■ ARTICLE ■
=====
Dear President Magill, Provost Jackson, and Dean Fluharty,
As professors of literature and the humanities and as educators across the disciplines, it is with deep concern that we read your statement on the Palestine Writes Literature Festival.
The statement says that “While the Festival will feature more than 100 speakers, many have raised deep concerns about several speakers who have a documented and troubling history of engaging in antisemitism by speaking and acting in ways that denigrate Jewish people. We unequivocally — and emphatically — condemn antisemitism as antithetical to our institutional values.”
However, as you are well aware, in recent years, many critics of Israeli occupation, and the oppression of Palestinian people and Arabs within Israel by the Israeli state, have been branded as antisemitic by Zionist organizations and individuals. Your statement gives the impression that the entire festival could be seen as hosting views that you see as “incompatible with our institutional values.”
We appreciate the fact that you write that “As a university, we also fiercely support the free exchange of ideas as central to our educational mission. This includes the expression of views that are controversial and even those that are incompatible with our institutional values.” It is equally important for us as educators to declare our support for Palestinian artists and writers, making it clear that we condemn antisemitism as well as Islamophobia and the oppression of Palestinians. Given the rise of hate speech and hate crimes against Muslims, Jews, and other vulnerable minority groups, the statement as it stands would make Palestinian students and their allies on this campus feel that they do not have the support of the University. The University needs to recognize that there is a great deal of bigotry on the part of those who are hostile to Palestinian rights. Instead of valuing some lives over others, the University should make a clear distinction between the affirmation of Palestinian rights, culture, and literature, and the practice of antisemitism.
=====
■ DATA ROWS ■
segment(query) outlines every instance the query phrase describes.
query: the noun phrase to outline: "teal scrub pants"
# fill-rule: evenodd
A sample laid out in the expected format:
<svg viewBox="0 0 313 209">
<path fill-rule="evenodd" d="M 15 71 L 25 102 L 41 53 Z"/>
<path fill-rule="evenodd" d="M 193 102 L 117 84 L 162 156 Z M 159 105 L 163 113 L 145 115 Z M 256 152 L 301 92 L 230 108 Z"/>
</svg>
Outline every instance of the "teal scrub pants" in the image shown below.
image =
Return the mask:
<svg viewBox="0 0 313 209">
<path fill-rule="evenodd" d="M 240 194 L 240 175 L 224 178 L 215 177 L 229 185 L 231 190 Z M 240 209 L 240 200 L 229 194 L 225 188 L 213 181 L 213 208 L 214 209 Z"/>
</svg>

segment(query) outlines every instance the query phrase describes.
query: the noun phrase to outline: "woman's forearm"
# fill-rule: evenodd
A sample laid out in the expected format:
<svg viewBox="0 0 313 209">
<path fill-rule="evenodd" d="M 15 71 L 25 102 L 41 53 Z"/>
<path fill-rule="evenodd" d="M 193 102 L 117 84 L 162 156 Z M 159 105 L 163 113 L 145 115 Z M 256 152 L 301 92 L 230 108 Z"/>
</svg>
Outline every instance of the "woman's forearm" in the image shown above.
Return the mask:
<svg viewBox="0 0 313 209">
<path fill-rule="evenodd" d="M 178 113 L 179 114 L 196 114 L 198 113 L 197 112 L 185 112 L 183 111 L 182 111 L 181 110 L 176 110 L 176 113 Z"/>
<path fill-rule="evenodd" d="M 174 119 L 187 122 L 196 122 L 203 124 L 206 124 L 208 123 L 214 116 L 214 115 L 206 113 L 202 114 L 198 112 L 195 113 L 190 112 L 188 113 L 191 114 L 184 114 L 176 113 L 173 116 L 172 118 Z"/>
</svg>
=====
■ SET OF TASKS ■
[1] Please answer these questions about the letter:
(a) Which festival is the university's statement about?
(b) According to the statement quoted in the letter, how many speakers will the festival feature?
(c) Besides antisemitism, what do the writers say they condemn?
[2] Gather every line of the records that contains the string "phrase".

■ OUTPUTS ■
[1]
(a) The Palestine Writes Literature Festival.
(b) More than 100.
(c) Islamophobia and the oppression of Palestinians.

[2]
segment(query) outlines every instance the query phrase describes.
query: the noun phrase to outline: "teal scrub pants"
segment(query) outlines every instance the query phrase describes.
query: the noun phrase to outline: "woman's forearm"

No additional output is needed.